*Text shown:*
────────────────────
Canceling student loan debt

It is widely anticipated that President Biden will announce a plan today to forgive a considerable portion of student loan debt in the U.S. Early reports indicate that:

  • Individuals earning under $125,000 with federal student loans will receive $10,000 in loan forgiveness.
  • Married couples earning under $250,000 with federal student loans will receive $20,000 in loan forgiveness.
  • The plan purports to completely eliminate student loan debt for approximately 15 million Americans and reduce loan balances for another 30 million Americans.

The President’s executive order comes on the heels of a multi-year build up around alleviating the burden of over $1.7 trillion in student debt. The plan is likely to draw mixed reactions:

  • Those who benefit directly from the forgiveness are expected to view the move favorably, though some are already contending that the amount of the forgiveness is insufficient. The average student loan debt holder owes over $37,000.
  • There is real concern that President Biden lacks the constitutional authority to simply wave away student loan debt through an executive order. The decision will almost certainly be challenged in court.
  • Conservatives warn of the “moral hazard,” of eliminating a contractual obligation entered into by a student in exchange for a service.

Both the burden of student loan debt and the consequences of absolving it are worth exploring. There is genuineness in the cries of young people who feel duped. There is also merit to the idea that people who did not attend college, but who pay taxes, should not be asked to share the load of student loans taken out by people who did attend college with an agreement to repay the loans.

But the President’s action and the responses to that action will largely miss the elephant in the room. Forgiving a portion of student loans is putting a band-aid on an infection without treating the underlying infection.

For the last 18 months Americans have been learning the hard way that cheap money is very expensive. Floods of federal dollars rained down during the COVID pandemic, in concert with widespread disruptions of our economy, have created a generational inflation event.

What we see unfolding on a grand scale with national inflation has been occurring even more intensely on college campuses for decades because of a student loan racket bolstered by Uncle Sam.

In the real world, loans are given out based on assessment of an individual’s ability to repay. For the lender, this involves assessing the income and assets of a borrower and collateralizing a loan to mitigate against the risk of default.

Most students have little income and even fewer assets to offer as collateral. But because student loans are backed by the government, they are readily available, with no regard to the student’s ability to repay. Student loans do not account for whether a student’s chosen degree has any likelihood of making the student more or less marketable in the working world.
────────────────────
*Supplied information:*
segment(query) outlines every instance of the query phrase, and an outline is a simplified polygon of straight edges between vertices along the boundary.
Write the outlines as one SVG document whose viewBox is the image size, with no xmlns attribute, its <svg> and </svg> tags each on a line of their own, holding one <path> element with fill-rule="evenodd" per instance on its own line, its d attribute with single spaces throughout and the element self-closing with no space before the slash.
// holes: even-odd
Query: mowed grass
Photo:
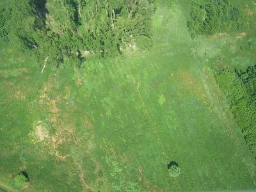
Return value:
<svg viewBox="0 0 256 192">
<path fill-rule="evenodd" d="M 212 69 L 238 65 L 234 56 L 243 66 L 253 58 L 240 53 L 236 35 L 191 40 L 188 1 L 157 4 L 150 51 L 88 58 L 76 72 L 47 66 L 41 74 L 33 61 L 1 59 L 0 131 L 10 148 L 1 150 L 1 181 L 13 186 L 26 170 L 28 191 L 255 188 L 255 160 Z M 29 71 L 9 75 L 19 65 Z M 39 121 L 48 136 L 32 141 Z M 179 164 L 178 177 L 169 176 L 170 161 Z"/>
</svg>

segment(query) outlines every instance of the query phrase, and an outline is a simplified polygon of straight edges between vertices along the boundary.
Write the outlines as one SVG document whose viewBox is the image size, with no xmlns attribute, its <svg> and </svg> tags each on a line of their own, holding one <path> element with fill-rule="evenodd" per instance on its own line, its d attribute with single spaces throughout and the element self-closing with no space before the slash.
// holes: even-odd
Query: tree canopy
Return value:
<svg viewBox="0 0 256 192">
<path fill-rule="evenodd" d="M 228 0 L 193 0 L 188 27 L 192 37 L 239 31 L 248 22 L 245 15 Z"/>
</svg>

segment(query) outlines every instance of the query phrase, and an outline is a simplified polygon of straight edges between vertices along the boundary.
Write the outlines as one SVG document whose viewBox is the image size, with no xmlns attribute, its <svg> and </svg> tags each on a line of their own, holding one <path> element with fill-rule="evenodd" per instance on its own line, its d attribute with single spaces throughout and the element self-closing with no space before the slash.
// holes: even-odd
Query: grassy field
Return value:
<svg viewBox="0 0 256 192">
<path fill-rule="evenodd" d="M 26 170 L 28 191 L 255 189 L 255 159 L 213 69 L 256 58 L 240 51 L 243 34 L 192 40 L 189 1 L 157 1 L 150 51 L 88 57 L 79 69 L 41 73 L 1 42 L 0 181 L 14 188 Z"/>
</svg>

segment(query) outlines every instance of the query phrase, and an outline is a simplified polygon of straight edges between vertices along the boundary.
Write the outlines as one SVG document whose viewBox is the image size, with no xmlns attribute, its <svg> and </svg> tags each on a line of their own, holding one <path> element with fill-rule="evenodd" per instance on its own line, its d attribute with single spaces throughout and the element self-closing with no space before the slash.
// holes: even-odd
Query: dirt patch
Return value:
<svg viewBox="0 0 256 192">
<path fill-rule="evenodd" d="M 182 77 L 182 81 L 185 83 L 186 90 L 196 95 L 198 99 L 203 100 L 204 103 L 209 102 L 202 83 L 199 79 L 192 77 L 188 72 L 180 72 L 178 74 L 178 76 Z"/>
</svg>

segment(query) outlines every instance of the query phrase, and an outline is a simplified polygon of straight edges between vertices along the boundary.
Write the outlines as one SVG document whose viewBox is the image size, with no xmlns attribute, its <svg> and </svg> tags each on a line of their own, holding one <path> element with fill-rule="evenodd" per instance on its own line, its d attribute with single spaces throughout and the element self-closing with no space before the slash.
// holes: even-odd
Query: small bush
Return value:
<svg viewBox="0 0 256 192">
<path fill-rule="evenodd" d="M 188 27 L 193 38 L 232 30 L 241 30 L 247 24 L 241 8 L 227 0 L 192 1 Z"/>
</svg>

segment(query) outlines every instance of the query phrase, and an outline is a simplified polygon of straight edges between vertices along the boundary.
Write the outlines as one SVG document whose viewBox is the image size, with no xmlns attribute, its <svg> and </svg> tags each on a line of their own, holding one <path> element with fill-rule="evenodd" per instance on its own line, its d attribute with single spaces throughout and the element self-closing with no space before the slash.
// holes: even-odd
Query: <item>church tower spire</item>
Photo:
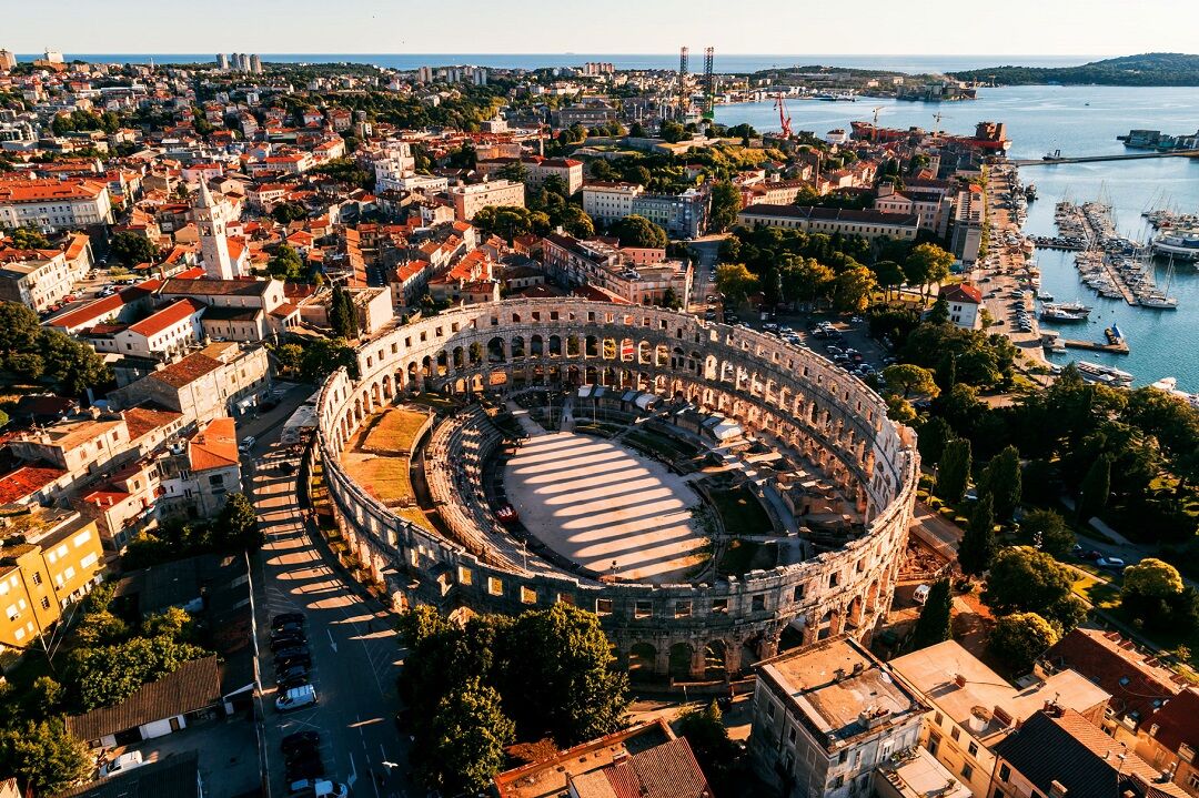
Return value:
<svg viewBox="0 0 1199 798">
<path fill-rule="evenodd" d="M 229 242 L 225 240 L 224 210 L 212 199 L 207 182 L 200 180 L 200 192 L 192 202 L 192 216 L 200 231 L 200 252 L 204 255 L 204 272 L 217 280 L 236 277 Z"/>
</svg>

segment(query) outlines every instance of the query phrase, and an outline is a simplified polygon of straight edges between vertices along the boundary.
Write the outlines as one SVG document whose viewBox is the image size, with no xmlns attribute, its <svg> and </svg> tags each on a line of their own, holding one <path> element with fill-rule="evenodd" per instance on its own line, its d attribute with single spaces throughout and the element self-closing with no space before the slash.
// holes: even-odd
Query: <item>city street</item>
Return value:
<svg viewBox="0 0 1199 798">
<path fill-rule="evenodd" d="M 269 437 L 255 447 L 255 468 L 248 480 L 266 534 L 254 597 L 267 794 L 288 794 L 281 739 L 315 731 L 326 775 L 348 784 L 355 796 L 423 796 L 406 776 L 408 738 L 394 724 L 400 649 L 392 617 L 374 599 L 363 598 L 315 539 L 297 502 L 295 476 L 279 470 L 282 463 L 296 465 L 297 459 L 277 443 L 277 428 Z M 275 708 L 270 617 L 279 612 L 306 616 L 312 683 L 319 699 L 315 707 L 289 714 Z"/>
</svg>

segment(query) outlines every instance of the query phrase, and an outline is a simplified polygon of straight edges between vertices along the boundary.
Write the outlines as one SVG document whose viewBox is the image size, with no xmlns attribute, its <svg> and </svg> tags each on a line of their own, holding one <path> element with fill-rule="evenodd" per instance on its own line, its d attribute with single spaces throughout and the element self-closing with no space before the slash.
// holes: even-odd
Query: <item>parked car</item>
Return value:
<svg viewBox="0 0 1199 798">
<path fill-rule="evenodd" d="M 126 751 L 121 754 L 112 762 L 104 764 L 100 768 L 100 778 L 116 775 L 118 773 L 125 773 L 132 770 L 133 768 L 139 768 L 145 764 L 141 761 L 141 751 Z"/>
<path fill-rule="evenodd" d="M 293 732 L 279 742 L 284 756 L 288 751 L 301 751 L 318 745 L 320 745 L 320 733 L 313 731 Z"/>
<path fill-rule="evenodd" d="M 281 612 L 271 618 L 271 627 L 276 629 L 278 629 L 285 623 L 299 623 L 300 625 L 303 625 L 305 623 L 303 612 Z"/>
<path fill-rule="evenodd" d="M 282 652 L 291 649 L 291 648 L 299 648 L 300 651 L 307 651 L 307 648 L 305 648 L 305 642 L 306 641 L 305 641 L 303 637 L 299 637 L 296 635 L 284 635 L 282 637 L 272 637 L 271 639 L 271 652 L 275 653 L 276 655 L 279 655 Z"/>
<path fill-rule="evenodd" d="M 275 708 L 279 712 L 291 712 L 314 706 L 317 702 L 317 688 L 311 684 L 301 684 L 279 694 L 275 699 Z"/>
</svg>

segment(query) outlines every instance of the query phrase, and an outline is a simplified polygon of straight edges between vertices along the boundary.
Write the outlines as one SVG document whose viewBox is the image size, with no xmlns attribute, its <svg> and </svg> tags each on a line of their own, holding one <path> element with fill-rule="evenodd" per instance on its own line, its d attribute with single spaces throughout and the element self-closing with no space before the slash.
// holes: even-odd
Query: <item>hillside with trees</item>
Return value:
<svg viewBox="0 0 1199 798">
<path fill-rule="evenodd" d="M 951 77 L 958 80 L 993 80 L 1001 86 L 1049 83 L 1067 86 L 1199 86 L 1199 55 L 1143 53 L 1076 67 L 994 66 L 953 72 Z"/>
</svg>

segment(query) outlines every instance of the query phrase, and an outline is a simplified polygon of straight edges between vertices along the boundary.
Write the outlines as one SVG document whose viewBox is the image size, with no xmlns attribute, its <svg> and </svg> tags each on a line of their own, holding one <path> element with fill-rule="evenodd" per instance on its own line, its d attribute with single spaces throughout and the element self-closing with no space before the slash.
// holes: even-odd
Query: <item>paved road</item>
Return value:
<svg viewBox="0 0 1199 798">
<path fill-rule="evenodd" d="M 408 738 L 397 733 L 393 721 L 402 652 L 391 621 L 378 603 L 363 599 L 357 586 L 331 566 L 299 507 L 295 477 L 277 468 L 290 458 L 277 436 L 276 428 L 270 440 L 259 441 L 249 480 L 266 533 L 254 593 L 270 796 L 287 794 L 279 740 L 301 730 L 320 732 L 327 774 L 350 784 L 355 796 L 423 796 L 406 776 Z M 294 611 L 307 616 L 313 684 L 320 703 L 284 715 L 275 709 L 267 629 L 271 615 Z"/>
</svg>

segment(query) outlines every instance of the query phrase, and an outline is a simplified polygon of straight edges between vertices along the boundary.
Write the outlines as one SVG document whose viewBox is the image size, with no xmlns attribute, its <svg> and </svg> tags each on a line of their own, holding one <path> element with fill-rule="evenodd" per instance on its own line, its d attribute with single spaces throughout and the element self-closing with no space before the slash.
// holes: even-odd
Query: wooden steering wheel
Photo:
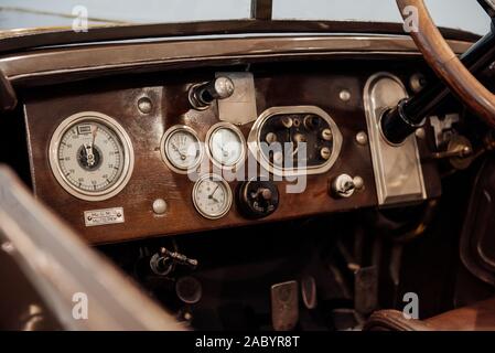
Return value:
<svg viewBox="0 0 495 353">
<path fill-rule="evenodd" d="M 485 122 L 495 128 L 495 95 L 483 86 L 462 64 L 433 23 L 424 0 L 397 0 L 405 20 L 410 7 L 418 11 L 419 23 L 410 35 L 427 63 L 459 98 Z"/>
</svg>

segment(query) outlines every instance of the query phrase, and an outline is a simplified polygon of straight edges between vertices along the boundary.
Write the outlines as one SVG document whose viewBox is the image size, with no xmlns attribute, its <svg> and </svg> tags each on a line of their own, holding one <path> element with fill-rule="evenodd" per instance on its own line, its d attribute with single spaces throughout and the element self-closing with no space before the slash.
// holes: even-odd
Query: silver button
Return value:
<svg viewBox="0 0 495 353">
<path fill-rule="evenodd" d="M 164 214 L 166 212 L 166 201 L 163 199 L 157 199 L 153 201 L 153 212 L 155 214 Z"/>
</svg>

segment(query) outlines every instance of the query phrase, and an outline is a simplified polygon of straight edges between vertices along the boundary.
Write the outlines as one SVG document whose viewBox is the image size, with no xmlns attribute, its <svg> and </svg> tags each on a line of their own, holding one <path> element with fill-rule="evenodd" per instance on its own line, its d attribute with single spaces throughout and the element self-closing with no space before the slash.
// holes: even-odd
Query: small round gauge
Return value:
<svg viewBox="0 0 495 353">
<path fill-rule="evenodd" d="M 203 147 L 196 131 L 184 125 L 166 130 L 160 150 L 163 161 L 177 173 L 195 170 L 203 159 Z"/>
<path fill-rule="evenodd" d="M 50 167 L 72 195 L 87 201 L 119 193 L 132 174 L 129 136 L 112 118 L 96 111 L 75 114 L 55 130 L 50 142 Z"/>
<path fill-rule="evenodd" d="M 214 125 L 207 136 L 208 153 L 219 167 L 233 168 L 241 163 L 246 156 L 246 140 L 243 132 L 229 122 Z"/>
<path fill-rule="evenodd" d="M 232 191 L 219 175 L 206 174 L 193 188 L 193 203 L 197 212 L 209 220 L 225 216 L 232 206 Z"/>
</svg>

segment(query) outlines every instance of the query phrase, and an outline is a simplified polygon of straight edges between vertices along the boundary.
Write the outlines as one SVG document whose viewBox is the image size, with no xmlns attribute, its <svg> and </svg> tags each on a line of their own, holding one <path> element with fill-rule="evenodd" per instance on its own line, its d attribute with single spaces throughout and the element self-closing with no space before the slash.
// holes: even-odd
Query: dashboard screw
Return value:
<svg viewBox="0 0 495 353">
<path fill-rule="evenodd" d="M 166 201 L 163 199 L 157 199 L 153 201 L 153 212 L 155 214 L 164 214 L 166 212 Z"/>
<path fill-rule="evenodd" d="M 356 142 L 361 146 L 368 143 L 368 135 L 365 131 L 359 131 L 356 135 Z"/>
<path fill-rule="evenodd" d="M 351 100 L 351 92 L 347 89 L 342 89 L 338 94 L 338 98 L 341 98 L 342 101 L 349 101 Z"/>
</svg>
────────────────────
*Complete the following:*
(A) Please list every dollar amount that the student loan text mentions.
(B) Carry the text on canceling student loan debt forward from its last sentence, in the same voice.

*Responses to the exercise:*
(A)
- $125,000
- $10,000
- $250,000
- $20,000
- $1.7 trillion
- $37,000

(B)
This system creates perverse incentives, is deceptive to impressionable students, and creates false demand that only drives up the cost of higher education:

  • With access to an endless supply of student loan dollars, colleges and universities are not required to be focused on delivering efficient, highest value education to students. Instead, they can expand their mission and scope—making college more about entertainment and experience—in an effort to attract students and their “free” money.
  • Students are led to believe that incurring debt will increase their marketability regardless of their field of study. Why else would someone underwrite something so expensive?
  • Cheap money also increases demand for college services. In a world in which demand outstrips supply, prices rise quickly. This requires more cheap money to keep funding the system, which in turn creates more demand.
  • The end result is a death spiral that has seen the cost of attending college rise at a rate 5x national inflation over the last 50 years. College has become more and more expensive, and less and less valuable, relative to that expense.

So what’s the solution?

First, it seems important to recognize that the idea that everyone should go to college is simply a lie, sometimes perpetuated by well-meaning people and sometimes perpetuated by a complex that benefits financially from the current system.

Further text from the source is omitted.